*Records from a collection*
+++++
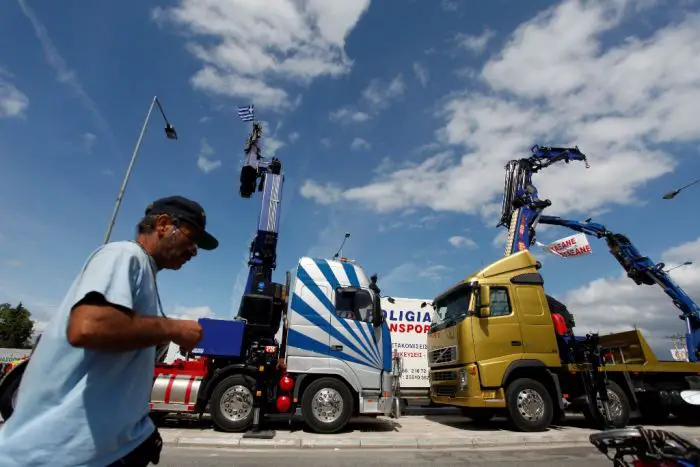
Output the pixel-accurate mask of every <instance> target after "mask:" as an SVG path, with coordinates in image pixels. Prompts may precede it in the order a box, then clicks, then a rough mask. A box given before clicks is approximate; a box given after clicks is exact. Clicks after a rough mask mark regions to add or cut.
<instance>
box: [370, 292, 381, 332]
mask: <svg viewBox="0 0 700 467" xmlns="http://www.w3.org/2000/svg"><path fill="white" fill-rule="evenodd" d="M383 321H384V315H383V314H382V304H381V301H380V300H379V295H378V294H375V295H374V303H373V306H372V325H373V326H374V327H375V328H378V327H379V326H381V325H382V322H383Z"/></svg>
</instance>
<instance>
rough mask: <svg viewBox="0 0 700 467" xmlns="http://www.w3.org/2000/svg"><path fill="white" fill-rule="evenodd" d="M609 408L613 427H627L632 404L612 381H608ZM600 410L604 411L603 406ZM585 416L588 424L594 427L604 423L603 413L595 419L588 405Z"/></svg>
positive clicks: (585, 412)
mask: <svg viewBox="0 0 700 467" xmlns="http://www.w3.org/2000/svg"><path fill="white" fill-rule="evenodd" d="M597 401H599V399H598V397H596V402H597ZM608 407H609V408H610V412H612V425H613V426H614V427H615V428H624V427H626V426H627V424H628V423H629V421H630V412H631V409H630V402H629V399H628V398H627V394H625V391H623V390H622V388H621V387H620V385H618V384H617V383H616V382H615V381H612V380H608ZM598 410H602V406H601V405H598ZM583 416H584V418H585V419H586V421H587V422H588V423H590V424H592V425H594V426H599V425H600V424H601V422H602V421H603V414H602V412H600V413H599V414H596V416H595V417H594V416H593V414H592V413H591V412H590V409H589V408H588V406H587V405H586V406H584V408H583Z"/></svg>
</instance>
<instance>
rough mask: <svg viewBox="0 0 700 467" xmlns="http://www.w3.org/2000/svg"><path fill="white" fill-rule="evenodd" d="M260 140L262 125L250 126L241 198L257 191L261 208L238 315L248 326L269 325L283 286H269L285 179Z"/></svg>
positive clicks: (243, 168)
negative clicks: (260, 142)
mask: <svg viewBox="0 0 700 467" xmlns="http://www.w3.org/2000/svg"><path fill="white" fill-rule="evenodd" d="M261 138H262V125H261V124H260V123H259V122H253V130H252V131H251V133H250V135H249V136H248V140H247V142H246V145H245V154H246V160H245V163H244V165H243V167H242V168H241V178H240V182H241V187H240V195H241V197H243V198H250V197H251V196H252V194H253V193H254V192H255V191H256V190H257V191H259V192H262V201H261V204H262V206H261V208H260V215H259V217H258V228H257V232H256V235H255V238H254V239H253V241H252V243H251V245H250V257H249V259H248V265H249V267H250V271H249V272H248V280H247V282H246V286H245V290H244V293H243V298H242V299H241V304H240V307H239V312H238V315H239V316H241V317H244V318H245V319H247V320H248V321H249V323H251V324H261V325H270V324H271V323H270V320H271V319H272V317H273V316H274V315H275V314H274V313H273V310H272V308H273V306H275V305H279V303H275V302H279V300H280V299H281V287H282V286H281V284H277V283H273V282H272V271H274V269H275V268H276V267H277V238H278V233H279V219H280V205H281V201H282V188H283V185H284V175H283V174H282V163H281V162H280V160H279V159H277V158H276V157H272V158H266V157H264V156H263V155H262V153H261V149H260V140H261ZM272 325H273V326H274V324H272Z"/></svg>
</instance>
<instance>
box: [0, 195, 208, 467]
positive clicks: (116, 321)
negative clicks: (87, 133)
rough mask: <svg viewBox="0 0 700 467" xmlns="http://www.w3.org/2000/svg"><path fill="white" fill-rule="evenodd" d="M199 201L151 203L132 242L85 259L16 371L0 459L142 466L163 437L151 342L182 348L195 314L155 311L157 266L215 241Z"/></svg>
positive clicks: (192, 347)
+++++
*Work to complete*
Make an exact copy of the records shown above, without the pictures.

*Response*
Output the pixel-accurate mask of every <instance> target after "mask:" as an SVG path, with coordinates in image pixels. Prompts may precede it in the order a box, then clicks, then a rough mask. A box given before clicks is approximate; a box given after clicks is exact. Clicks after a rough mask mark regions to add or cut.
<instance>
box: [370, 292, 381, 332]
mask: <svg viewBox="0 0 700 467" xmlns="http://www.w3.org/2000/svg"><path fill="white" fill-rule="evenodd" d="M383 321H384V315H383V314H382V304H381V301H380V300H379V295H378V294H375V295H374V303H373V306H372V325H373V326H374V327H375V328H378V327H379V326H381V325H382V322H383Z"/></svg>
</instance>
<instance>
rough mask: <svg viewBox="0 0 700 467" xmlns="http://www.w3.org/2000/svg"><path fill="white" fill-rule="evenodd" d="M609 408L613 427H627L632 404L612 381H608ZM600 410L604 411L603 406ZM585 416L588 424L594 427L604 423L603 413L595 419L588 405Z"/></svg>
positive clicks: (585, 412)
mask: <svg viewBox="0 0 700 467" xmlns="http://www.w3.org/2000/svg"><path fill="white" fill-rule="evenodd" d="M597 401H599V399H598V397H596V402H597ZM608 407H609V408H610V412H612V425H613V426H614V427H615V428H624V427H626V426H627V424H628V423H629V421H630V412H631V409H630V402H629V399H628V398H627V394H625V391H623V390H622V388H621V387H620V385H618V384H617V383H616V382H615V381H612V380H608ZM598 410H602V406H601V405H598ZM583 416H584V418H585V419H586V421H587V422H588V423H590V424H592V425H594V426H599V425H600V424H601V422H602V421H603V414H602V412H600V413H599V414H596V416H595V417H594V416H593V414H592V413H591V412H590V409H589V408H588V406H587V405H586V406H584V408H583Z"/></svg>
</instance>
<instance>
rough mask: <svg viewBox="0 0 700 467" xmlns="http://www.w3.org/2000/svg"><path fill="white" fill-rule="evenodd" d="M260 140L262 125L250 126L241 198L257 191L261 208L238 315L248 326L269 325L283 286H269L285 179Z"/></svg>
positive clicks: (243, 168)
negative clicks: (260, 142)
mask: <svg viewBox="0 0 700 467" xmlns="http://www.w3.org/2000/svg"><path fill="white" fill-rule="evenodd" d="M261 138H262V125H261V124H260V123H259V122H253V130H252V131H251V133H250V135H249V136H248V140H247V142H246V145H245V154H246V160H245V163H244V165H243V167H242V168H241V178H240V182H241V187H240V195H241V197H243V198H250V197H251V196H252V194H253V193H254V192H255V191H256V190H257V191H259V192H262V201H261V204H262V206H261V208H260V215H259V217H258V228H257V232H256V235H255V238H254V239H253V241H252V243H251V245H250V257H249V259H248V265H249V267H250V271H249V272H248V280H247V282H246V286H245V290H244V293H243V298H242V299H241V304H240V307H239V312H238V315H239V316H241V317H244V318H245V319H247V320H248V321H249V323H251V324H261V325H270V324H271V323H270V320H271V319H272V317H273V316H274V315H275V314H274V313H273V310H272V308H273V306H275V305H279V303H275V302H279V300H280V299H281V287H282V286H281V284H277V283H273V282H272V271H274V269H275V268H276V267H277V238H278V233H279V219H280V205H281V201H282V188H283V185H284V175H283V174H282V163H281V162H280V160H279V159H277V158H276V157H272V158H266V157H264V156H263V155H262V153H261V149H260V140H261ZM272 325H273V326H274V324H272Z"/></svg>
</instance>
<instance>
box: [0, 195, 208, 467]
positive clicks: (116, 321)
negative clicks: (87, 133)
rough mask: <svg viewBox="0 0 700 467" xmlns="http://www.w3.org/2000/svg"><path fill="white" fill-rule="evenodd" d="M199 201L151 203L132 242L85 259L16 371L0 459L142 466L163 437L151 342L182 348L195 314L155 311L157 266L215 241Z"/></svg>
positive clicks: (192, 347)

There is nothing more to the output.